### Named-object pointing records
^^^^^^^^^^^^^^^^

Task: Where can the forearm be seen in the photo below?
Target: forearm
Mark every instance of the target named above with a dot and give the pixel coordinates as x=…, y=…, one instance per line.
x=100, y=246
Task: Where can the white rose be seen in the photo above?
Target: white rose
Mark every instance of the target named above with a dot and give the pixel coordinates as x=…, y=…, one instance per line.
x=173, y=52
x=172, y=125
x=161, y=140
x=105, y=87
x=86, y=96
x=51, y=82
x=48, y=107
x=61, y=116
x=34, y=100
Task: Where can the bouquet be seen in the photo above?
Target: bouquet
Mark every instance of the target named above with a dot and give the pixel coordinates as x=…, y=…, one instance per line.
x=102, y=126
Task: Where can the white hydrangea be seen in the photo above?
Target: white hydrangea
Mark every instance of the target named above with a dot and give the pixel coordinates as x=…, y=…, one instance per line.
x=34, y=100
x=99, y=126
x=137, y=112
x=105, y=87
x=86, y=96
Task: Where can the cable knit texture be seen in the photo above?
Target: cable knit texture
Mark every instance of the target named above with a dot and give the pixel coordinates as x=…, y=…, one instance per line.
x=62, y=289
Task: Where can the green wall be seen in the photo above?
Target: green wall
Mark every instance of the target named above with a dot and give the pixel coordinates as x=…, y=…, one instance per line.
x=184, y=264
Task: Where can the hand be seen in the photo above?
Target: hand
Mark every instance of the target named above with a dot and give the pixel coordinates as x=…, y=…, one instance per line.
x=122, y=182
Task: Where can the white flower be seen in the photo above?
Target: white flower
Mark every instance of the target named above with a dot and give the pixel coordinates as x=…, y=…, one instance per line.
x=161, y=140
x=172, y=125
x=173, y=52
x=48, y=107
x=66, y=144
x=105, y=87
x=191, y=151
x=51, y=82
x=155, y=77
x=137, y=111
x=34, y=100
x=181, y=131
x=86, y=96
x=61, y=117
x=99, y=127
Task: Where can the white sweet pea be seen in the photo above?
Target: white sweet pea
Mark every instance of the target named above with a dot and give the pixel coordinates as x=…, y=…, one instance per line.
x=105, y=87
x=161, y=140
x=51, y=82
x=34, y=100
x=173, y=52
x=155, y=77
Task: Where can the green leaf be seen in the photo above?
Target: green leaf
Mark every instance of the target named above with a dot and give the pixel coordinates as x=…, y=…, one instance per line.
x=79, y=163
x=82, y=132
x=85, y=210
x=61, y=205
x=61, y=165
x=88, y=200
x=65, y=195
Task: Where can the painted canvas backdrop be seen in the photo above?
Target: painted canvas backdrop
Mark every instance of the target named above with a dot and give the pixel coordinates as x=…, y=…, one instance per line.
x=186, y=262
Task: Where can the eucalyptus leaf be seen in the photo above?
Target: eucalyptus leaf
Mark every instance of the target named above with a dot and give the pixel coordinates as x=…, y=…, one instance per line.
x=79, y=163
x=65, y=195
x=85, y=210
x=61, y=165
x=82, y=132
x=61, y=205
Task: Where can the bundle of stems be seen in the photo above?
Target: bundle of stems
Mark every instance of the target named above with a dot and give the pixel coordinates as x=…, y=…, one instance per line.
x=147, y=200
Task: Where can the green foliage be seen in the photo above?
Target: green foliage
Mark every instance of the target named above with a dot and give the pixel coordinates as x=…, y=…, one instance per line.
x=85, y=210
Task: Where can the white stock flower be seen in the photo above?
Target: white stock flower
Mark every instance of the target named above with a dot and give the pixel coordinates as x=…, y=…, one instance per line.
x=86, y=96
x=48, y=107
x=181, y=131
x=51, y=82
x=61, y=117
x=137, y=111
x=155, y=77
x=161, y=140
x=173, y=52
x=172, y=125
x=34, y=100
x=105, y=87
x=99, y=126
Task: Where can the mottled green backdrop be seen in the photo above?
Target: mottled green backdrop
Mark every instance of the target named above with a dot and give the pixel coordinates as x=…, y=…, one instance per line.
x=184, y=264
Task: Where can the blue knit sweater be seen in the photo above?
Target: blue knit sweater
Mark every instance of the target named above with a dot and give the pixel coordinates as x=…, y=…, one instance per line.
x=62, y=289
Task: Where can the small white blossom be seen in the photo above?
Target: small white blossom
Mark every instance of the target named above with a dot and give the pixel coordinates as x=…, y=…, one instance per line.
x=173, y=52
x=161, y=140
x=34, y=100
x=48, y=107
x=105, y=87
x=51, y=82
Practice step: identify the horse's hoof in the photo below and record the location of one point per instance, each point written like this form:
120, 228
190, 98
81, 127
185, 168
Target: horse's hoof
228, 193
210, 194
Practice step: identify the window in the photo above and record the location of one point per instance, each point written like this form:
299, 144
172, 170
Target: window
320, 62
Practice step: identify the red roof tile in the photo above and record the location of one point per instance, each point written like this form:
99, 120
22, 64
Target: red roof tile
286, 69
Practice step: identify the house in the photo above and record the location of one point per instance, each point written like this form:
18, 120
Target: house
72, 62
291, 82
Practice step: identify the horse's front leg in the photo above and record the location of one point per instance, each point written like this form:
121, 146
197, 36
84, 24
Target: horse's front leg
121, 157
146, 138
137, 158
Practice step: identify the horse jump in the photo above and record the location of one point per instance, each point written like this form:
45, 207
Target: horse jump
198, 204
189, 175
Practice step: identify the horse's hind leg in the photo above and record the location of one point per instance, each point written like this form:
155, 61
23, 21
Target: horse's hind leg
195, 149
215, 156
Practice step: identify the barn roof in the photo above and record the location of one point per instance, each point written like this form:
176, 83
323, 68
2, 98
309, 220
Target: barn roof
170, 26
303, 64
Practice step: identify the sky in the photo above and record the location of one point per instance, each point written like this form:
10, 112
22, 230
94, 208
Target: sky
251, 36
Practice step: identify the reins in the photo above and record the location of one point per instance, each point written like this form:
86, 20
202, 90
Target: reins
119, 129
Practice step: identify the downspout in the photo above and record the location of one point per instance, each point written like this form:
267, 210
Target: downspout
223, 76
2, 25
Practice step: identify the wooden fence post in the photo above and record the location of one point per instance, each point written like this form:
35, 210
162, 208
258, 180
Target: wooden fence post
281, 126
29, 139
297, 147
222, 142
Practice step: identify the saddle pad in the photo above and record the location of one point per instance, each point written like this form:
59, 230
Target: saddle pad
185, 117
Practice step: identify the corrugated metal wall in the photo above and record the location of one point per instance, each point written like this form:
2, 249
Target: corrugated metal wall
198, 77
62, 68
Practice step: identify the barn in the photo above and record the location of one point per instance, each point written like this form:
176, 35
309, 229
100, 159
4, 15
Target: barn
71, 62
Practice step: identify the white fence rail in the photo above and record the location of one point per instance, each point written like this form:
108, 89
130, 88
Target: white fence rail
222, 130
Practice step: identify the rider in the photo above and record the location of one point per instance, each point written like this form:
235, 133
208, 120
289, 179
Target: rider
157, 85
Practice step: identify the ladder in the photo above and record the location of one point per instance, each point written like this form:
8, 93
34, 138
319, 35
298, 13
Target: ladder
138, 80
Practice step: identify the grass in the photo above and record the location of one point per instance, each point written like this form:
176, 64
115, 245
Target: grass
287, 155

^^^^^^^^^^^^^^^^

### YOUR TASK
Can you resize the records from the line with "Practice step: identify the rider" up to and including the last line of the records, writing every line out again but multiplying each answer coordinate by 1.7 and rounding to a whole number, with halves rounded up? Leave the sample coordinate pairs that show the format unchanged.

### TASK RESULT
Practice step: identify the rider in the photo above and record the location of one point per instance, each point written like this form:
235, 133
208, 120
289, 179
Target: rider
267, 145
Practice step: identify the ladder in the photo above and record the location of one point per instance, each point written like this form:
8, 93
34, 138
319, 35
298, 13
Target: ladder
235, 136
Practice step: identify the grass in the photo above and record the location of one point per instance, each point written like this form:
176, 64
115, 245
Target: grass
488, 264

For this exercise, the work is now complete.